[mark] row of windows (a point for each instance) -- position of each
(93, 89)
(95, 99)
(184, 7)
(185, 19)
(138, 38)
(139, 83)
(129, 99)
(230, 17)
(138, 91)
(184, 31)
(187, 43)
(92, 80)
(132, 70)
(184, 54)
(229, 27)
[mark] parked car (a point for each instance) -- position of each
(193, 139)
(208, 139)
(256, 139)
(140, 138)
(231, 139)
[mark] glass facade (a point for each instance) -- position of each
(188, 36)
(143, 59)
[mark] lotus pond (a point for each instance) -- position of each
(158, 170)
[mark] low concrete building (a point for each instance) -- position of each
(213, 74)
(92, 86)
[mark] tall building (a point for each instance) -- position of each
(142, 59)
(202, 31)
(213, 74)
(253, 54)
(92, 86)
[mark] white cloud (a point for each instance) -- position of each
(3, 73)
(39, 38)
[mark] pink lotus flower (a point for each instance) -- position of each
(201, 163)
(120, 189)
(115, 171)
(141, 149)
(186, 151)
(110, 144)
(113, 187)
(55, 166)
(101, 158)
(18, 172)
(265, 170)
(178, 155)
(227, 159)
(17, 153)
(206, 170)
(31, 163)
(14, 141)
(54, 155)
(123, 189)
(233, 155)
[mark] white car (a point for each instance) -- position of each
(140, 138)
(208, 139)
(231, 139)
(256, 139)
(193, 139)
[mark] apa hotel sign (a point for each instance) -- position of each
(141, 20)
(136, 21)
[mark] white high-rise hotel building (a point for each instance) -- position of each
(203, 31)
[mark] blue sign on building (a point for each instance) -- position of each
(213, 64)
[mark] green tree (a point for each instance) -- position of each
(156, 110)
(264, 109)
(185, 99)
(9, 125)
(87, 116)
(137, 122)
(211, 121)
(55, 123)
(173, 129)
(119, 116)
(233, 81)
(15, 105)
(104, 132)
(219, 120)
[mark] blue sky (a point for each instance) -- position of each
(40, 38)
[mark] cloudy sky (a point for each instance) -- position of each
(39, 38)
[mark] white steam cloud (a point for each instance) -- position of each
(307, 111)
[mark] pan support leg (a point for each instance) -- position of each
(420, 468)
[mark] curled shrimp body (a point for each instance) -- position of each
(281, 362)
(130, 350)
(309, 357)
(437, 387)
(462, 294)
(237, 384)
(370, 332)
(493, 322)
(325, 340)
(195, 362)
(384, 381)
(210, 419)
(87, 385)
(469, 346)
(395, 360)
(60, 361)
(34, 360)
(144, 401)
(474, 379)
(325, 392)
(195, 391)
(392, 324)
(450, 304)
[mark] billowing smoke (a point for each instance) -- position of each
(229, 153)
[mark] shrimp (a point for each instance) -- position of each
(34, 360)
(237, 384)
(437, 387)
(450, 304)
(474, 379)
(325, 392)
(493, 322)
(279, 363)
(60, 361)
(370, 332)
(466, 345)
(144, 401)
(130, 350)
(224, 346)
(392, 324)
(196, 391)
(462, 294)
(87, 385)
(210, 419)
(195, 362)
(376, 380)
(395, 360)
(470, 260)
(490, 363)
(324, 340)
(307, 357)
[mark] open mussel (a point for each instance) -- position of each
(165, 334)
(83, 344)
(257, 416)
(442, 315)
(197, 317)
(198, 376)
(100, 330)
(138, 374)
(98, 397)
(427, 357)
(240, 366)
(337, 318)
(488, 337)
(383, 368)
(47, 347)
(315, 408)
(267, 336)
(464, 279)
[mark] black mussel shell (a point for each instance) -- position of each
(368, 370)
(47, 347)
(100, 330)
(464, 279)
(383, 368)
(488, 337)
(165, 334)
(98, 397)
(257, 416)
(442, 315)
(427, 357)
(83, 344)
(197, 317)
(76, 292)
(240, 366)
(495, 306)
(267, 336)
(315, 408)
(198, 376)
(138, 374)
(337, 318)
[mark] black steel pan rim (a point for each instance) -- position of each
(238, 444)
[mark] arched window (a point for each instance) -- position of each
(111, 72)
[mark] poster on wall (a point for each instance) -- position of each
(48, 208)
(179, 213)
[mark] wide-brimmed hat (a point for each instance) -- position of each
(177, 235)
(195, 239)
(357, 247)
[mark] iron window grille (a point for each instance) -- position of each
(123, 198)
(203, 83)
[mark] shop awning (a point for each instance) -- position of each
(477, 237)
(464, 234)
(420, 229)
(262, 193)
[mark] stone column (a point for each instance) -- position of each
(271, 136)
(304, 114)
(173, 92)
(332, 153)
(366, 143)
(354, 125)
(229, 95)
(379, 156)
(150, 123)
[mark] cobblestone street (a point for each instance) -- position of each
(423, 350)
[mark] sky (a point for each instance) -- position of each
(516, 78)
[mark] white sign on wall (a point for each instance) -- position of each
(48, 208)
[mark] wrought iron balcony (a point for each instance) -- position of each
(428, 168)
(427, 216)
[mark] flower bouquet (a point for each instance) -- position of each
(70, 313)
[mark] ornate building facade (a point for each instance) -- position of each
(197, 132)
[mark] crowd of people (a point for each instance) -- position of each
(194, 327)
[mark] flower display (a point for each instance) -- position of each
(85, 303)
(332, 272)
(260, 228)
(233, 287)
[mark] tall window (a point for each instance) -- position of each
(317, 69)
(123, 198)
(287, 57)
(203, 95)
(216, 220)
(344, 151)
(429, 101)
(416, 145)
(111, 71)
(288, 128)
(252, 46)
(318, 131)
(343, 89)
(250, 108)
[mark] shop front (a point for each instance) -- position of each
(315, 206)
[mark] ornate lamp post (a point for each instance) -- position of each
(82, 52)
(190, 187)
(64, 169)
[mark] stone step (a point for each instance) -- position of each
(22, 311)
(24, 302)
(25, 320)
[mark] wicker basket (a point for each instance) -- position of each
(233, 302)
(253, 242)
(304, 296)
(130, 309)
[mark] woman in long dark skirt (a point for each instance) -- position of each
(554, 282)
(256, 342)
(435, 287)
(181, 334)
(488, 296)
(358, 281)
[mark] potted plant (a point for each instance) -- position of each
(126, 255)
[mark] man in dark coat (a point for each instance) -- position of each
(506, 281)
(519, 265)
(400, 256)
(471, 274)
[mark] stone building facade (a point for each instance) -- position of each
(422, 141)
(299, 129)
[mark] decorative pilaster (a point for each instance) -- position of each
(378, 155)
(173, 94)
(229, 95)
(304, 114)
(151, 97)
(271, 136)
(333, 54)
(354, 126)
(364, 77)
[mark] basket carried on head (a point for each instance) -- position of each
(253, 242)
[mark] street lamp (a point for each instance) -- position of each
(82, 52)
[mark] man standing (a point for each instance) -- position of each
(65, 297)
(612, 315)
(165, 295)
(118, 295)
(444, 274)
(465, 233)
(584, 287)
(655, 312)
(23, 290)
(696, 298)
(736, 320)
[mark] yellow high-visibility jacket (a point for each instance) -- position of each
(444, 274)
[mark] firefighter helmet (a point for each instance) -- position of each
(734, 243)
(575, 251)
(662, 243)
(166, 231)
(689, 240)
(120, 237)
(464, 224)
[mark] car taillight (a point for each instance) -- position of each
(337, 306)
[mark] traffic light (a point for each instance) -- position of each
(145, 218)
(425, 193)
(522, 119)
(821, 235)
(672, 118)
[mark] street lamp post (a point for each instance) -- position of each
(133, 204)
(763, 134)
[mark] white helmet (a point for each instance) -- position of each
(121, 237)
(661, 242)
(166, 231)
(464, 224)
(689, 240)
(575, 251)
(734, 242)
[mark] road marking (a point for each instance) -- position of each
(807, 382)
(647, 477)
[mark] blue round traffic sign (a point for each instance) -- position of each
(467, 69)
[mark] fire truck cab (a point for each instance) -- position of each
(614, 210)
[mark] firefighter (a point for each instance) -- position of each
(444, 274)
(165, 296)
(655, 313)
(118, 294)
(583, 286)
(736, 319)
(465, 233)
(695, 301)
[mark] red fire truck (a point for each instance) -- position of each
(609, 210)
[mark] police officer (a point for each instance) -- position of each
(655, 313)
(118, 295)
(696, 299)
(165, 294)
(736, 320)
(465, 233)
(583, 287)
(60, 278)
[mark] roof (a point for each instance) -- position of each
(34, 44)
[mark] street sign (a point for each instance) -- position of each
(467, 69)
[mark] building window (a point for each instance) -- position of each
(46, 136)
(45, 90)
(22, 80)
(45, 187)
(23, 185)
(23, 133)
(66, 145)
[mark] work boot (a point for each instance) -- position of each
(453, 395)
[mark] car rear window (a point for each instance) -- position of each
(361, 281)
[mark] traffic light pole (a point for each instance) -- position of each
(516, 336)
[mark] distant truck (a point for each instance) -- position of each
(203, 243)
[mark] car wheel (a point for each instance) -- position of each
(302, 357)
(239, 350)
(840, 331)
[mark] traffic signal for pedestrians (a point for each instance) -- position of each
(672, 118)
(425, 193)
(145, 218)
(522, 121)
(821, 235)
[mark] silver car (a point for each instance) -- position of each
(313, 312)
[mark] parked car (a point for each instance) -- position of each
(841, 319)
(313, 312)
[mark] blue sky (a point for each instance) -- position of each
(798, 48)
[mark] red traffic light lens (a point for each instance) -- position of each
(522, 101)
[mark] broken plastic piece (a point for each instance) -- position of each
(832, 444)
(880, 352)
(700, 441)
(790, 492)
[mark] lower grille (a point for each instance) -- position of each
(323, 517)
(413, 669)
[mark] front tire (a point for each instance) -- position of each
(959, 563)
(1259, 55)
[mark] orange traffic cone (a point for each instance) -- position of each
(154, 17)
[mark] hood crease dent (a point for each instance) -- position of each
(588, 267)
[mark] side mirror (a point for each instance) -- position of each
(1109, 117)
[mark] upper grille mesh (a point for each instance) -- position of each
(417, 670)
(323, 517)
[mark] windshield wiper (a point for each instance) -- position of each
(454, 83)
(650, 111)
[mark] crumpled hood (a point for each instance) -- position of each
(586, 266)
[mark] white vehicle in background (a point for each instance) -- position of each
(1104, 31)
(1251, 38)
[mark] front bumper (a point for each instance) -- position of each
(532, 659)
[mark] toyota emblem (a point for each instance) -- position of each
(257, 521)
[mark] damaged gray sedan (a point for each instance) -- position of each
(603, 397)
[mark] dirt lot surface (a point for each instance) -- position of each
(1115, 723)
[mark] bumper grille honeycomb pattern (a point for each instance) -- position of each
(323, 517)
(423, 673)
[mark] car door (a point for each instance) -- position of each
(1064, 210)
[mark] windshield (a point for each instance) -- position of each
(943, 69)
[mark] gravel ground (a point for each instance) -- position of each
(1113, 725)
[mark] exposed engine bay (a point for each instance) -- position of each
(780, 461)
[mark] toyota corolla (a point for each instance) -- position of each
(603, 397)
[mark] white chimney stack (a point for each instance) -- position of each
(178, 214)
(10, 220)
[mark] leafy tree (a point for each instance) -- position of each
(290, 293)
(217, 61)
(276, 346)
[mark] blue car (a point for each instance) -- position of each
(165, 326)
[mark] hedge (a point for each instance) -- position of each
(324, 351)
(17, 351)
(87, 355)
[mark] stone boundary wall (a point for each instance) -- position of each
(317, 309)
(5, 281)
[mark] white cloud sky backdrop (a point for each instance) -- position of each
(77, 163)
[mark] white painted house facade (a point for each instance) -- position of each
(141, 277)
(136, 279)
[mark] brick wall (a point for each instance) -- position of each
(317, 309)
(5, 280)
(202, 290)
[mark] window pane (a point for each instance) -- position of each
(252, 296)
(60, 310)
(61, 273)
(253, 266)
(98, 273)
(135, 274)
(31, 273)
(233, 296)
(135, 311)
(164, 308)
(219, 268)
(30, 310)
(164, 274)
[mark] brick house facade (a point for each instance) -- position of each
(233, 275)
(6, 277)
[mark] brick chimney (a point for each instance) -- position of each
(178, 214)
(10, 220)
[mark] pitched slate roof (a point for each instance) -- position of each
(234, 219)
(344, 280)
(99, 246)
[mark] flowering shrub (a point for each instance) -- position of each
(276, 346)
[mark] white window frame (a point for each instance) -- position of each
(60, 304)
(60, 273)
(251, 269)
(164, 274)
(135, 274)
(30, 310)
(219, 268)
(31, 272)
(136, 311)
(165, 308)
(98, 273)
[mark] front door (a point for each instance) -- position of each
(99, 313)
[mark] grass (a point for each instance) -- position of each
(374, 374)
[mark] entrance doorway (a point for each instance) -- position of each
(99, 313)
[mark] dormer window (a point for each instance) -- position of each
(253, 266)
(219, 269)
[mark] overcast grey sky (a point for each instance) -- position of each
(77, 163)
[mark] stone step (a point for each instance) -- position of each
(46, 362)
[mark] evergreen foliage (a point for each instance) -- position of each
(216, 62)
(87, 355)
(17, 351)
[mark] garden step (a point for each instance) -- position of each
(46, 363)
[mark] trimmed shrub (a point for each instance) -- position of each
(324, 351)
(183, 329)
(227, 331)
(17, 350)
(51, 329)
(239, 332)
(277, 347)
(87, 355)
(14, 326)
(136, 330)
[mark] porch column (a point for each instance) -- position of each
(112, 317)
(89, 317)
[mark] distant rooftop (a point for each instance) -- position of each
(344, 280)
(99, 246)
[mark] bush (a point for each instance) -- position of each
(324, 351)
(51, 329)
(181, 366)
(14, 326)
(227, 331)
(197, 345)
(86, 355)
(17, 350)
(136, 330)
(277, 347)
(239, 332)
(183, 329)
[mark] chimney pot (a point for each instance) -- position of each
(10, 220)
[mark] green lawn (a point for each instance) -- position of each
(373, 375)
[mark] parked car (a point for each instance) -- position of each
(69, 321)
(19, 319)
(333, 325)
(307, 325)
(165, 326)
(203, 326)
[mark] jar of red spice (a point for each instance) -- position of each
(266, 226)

------------------------------------------------

All lines from the one with "[mark] front door" through the end of the material above are to be printed exactly, and only those.

[mark] front door (a point for each instance) -- position of each
(99, 313)
[mark] grass (a point for each instance) -- position of each
(374, 374)
[mark] entrance doorway (a point for each instance) -- position of each
(99, 313)
[mark] dormer window (a point for each instance) -- position of each
(253, 266)
(219, 269)
[mark] overcast grey sky (a point for each instance) -- position of each
(77, 163)
[mark] stone step (a point for each instance) -- position of each
(46, 362)
[mark] evergreen foliage (a point for each instance) -- position of each
(216, 62)
(87, 355)
(17, 351)
[mark] garden step (a point for each instance) -- position of each
(46, 363)
[mark] trimmed shrub (a point for each instance) -- position of each
(324, 351)
(183, 329)
(227, 331)
(17, 350)
(51, 329)
(239, 332)
(277, 347)
(87, 355)
(14, 326)
(136, 330)
[mark] porch column (a point for each instance) -- position of each
(112, 317)
(89, 317)
[mark] distant rooftop (a point for each instance) -- position of each
(344, 280)
(99, 246)
[mark] bush (a point for each instance) -- position of each
(324, 351)
(51, 329)
(181, 366)
(14, 326)
(227, 331)
(197, 345)
(86, 355)
(17, 350)
(136, 330)
(277, 347)
(239, 332)
(183, 329)
[mark] chimney pot (a point for each instance) -- position of each
(10, 220)
[mark] green lawn (a point for each instance) -- position of each
(373, 375)
[mark] parked car (a point for each instance) -- position of each
(69, 321)
(19, 319)
(333, 325)
(307, 325)
(165, 326)
(203, 326)
[mark] jar of red spice (a point for each instance) -- position of each
(266, 226)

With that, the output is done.